---------- EXTRACT

Stakeholders are grappling with the numerous opportunities and risks presented by the convergence of artificial intelligence and tools designed for the development of novel therapeutics and the delivery of health care.
AI is considered by many as a groundbreaking tool for use in drug discovery and precision medicine. The clinical translation of AI-discovered novel drug-target interactions is rapidly accelerating, with tangible evidence of success emerging across multiple therapeutic areas. Drug developers are using models trained on large data sets to not only identify biological targets that cause disease but to also select potential drug candidates that may interact with those targets. As of 2024, over 70 investigational new drug applications submitted to the U.S. FDA involve artificial intelligence or machine learning in some capacity1. In Canada, the federal government has taken several steps to further streamline the use of AI in this area, including a $49 million investment through the Strategic Innovation Fund for the Conscience Open Science Drug Discovery Network2.
Life sciences companies are also using AI to streamline clinical trial activities—including monitoring study subjects in real-time and identifying patient populations most likely to benefit from an investigational product. With this technology, reviewers may identify patterns that might otherwise be overlooked by human researchers, although the need to reduce bias in data sets must be carefully managed to not perpetuate health disparities.

--------------------
---------- DATA SECTION

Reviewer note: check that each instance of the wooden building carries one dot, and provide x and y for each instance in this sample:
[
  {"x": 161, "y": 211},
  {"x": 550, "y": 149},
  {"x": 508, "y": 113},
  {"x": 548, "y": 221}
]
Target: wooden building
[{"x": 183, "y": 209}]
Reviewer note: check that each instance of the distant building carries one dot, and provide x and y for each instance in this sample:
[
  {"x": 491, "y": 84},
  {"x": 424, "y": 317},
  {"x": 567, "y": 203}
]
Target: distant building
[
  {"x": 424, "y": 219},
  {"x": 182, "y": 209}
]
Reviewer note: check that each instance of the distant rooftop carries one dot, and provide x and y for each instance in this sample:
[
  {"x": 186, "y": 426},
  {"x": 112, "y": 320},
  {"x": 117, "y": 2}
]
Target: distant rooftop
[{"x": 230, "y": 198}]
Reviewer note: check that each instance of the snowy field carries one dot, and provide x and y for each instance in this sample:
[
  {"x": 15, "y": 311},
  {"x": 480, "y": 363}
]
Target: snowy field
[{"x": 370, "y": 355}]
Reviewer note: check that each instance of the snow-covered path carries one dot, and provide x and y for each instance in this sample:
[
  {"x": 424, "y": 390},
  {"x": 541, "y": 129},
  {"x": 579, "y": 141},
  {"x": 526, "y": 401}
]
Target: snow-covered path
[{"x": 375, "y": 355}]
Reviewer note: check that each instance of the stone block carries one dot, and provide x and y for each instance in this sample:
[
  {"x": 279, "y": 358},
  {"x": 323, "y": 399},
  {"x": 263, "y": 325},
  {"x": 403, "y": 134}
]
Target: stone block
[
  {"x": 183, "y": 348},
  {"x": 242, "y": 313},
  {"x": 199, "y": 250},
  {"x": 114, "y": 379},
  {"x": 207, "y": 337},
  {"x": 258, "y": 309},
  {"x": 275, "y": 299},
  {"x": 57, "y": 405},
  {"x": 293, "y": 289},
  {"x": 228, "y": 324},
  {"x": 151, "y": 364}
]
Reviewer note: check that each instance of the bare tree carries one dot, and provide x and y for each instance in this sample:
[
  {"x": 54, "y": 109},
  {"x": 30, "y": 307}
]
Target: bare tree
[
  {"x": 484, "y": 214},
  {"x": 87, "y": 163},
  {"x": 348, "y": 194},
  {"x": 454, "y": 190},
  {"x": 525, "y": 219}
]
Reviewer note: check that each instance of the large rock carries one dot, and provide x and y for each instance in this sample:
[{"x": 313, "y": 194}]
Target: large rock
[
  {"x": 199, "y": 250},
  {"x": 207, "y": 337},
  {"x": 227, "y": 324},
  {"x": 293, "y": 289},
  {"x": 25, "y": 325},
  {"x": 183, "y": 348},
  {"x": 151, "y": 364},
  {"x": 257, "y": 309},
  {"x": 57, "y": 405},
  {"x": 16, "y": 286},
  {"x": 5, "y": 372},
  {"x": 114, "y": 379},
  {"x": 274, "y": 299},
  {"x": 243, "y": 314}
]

--------------------

- _WORK INSTRUCTIONS_:
(1) Please echo the extract on AI in drug development from "Life sciences companies" up to and including "perpetuate health disparities.".
(2) Carry on the text about AI in drug discovery and health care from where it stops.
You won't need the rows.

- _SOLVED PROBLEMS_:
(1)
Life sciences companies are also using AI to streamline clinical trial activities—including monitoring study subjects in real-time and identifying patient populations most likely to benefit from an investigational product. With this technology, reviewers may identify patterns that might otherwise be overlooked by human researchers, although the need to reduce bias in data sets must be carefully managed to not perpetuate health disparities.

(2)
AI systems are being rapidly developed in the form of clinical decision support tools to assist clinicians in making more efficient, evidence-based decisions. Chatbots can be used to provide ongoing patient support, triage, and follow-up, so that human providers can focus their limited resources on other matters. Further, AI driven electronic medical records can be used to reduce administrative burdens placed on physicians for record keeping purposes.
Globally, investors have turned to provider-centric workflow tools such as “AI scribe”, with companies having raised over U.S. $1.6 billion to date this year, compared to $390 million in 20233. Traditional health technology companies are also entering the AI-powered space. For example, Epic Systems (a leading electronic medical records provider in the U.S.) recently announced the launch of its own AI scribe tool.
Of course, such tools raise questions of legal liability; in particular, around who is responsible in the event that the AI tool causes harm: the developer, the health care provide or the health care institution. Indemnity, liability cap and insurance provisions should be carefully considered when contracting in this space.
Recent advancements in AI include the use of synthetic patient data sets to manage the privacy related risks of training AI tools for the health care sector. These data sets are essentially artificially generated health records designed to mimic the statistical properties of real patient data without containing any actual patient information. They can be used for AI model training, drug development and research simulations; although many critics question whether such synthetic data can be generated in sufficient quality to mimic large, robust real-world data.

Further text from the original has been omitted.